--- PROVIDED RECORDS ---

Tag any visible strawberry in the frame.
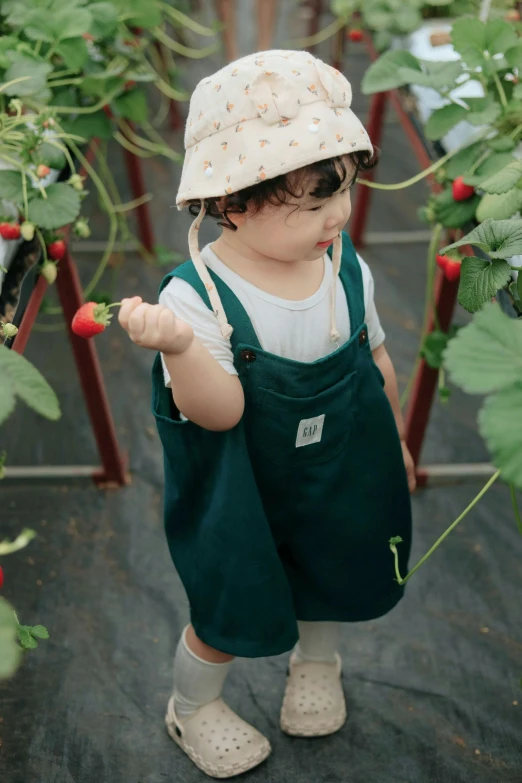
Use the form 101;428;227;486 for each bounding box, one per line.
124;80;136;91
36;164;51;179
347;28;363;42
72;302;114;338
82;32;95;41
0;565;3;589
436;254;461;281
20;221;35;241
444;259;461;281
0;222;21;240
67;174;85;192
0;321;18;338
452;176;475;201
41;262;57;285
74;218;91;238
436;254;448;272
47;239;66;261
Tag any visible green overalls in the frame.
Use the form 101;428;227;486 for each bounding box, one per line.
152;232;412;658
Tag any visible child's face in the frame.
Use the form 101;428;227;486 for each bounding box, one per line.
231;170;353;263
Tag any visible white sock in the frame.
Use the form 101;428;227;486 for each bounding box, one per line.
294;621;341;664
173;626;233;720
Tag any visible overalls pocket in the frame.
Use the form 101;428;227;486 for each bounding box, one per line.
250;370;360;467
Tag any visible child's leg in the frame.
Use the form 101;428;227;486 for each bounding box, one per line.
166;625;271;778
294;621;341;663
280;621;346;737
173;625;233;719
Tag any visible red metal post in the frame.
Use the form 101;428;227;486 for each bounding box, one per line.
54;249;129;486
12;274;49;355
404;270;460;472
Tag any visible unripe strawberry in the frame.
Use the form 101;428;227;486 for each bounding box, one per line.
41;261;57;285
36;164;51;179
20;221;35;241
74;218;91;238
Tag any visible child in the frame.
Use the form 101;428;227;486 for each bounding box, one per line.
119;50;415;779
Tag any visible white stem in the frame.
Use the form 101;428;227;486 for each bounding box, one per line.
479;0;492;22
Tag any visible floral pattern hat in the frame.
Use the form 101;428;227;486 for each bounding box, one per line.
177;49;373;341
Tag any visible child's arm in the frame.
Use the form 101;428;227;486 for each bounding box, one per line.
119;297;245;431
372;343;416;493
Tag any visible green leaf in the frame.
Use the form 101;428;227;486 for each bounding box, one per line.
425;104;468;141
30;625;49;639
441;218;522;259
362;7;392;30
487;135;516;153
111;88;148;123
480;161;522;194
361;50;421;94
396;6;421;33
18;626;38;650
445;141;485;179
3;53;52;98
464;97;501;127
480;383;522;489
0;345;61;425
476;189;522;222
0;36;19;69
485;18;518;56
518;273;522;304
39;142;66;171
457;256;512;313
28;183;81;230
451;18;486;67
0;170;25;204
89;2;119;39
56;38;89;71
372;29;393;53
463;153;516;186
421;328;458;369
432;188;479;229
514;83;522;101
60;110;113;142
113;0;161;28
444;302;522;393
504;42;522;70
0;598;21;679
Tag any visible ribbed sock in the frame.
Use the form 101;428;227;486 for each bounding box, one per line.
293;621;341;664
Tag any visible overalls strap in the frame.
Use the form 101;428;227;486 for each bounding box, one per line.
160;261;262;350
330;231;366;333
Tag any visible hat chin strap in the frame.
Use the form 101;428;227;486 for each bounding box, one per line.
329;233;342;342
189;201;234;340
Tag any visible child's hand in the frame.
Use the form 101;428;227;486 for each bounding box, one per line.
118;296;194;356
401;440;416;493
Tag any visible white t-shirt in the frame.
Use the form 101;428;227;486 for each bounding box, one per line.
160;243;385;385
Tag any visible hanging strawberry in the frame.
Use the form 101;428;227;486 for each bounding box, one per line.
436;254;461;281
20;221;35;241
0;221;21;240
47;239;66;261
347;29;363;42
41;262;57;285
0;565;4;589
36;164;51;179
452;176;475;202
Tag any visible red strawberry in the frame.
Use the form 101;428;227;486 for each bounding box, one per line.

---

DESCRIPTION OF THE TASK - The answer must be every line of the records that holds the string "strawberry".

FINAL ANSWER -
Tag any visible strawberry in the frame.
Tag any visible unripe strawberry in the frame.
Tag any visible hanging strawberry in the frame.
Tag any visible red strawberry in the frame.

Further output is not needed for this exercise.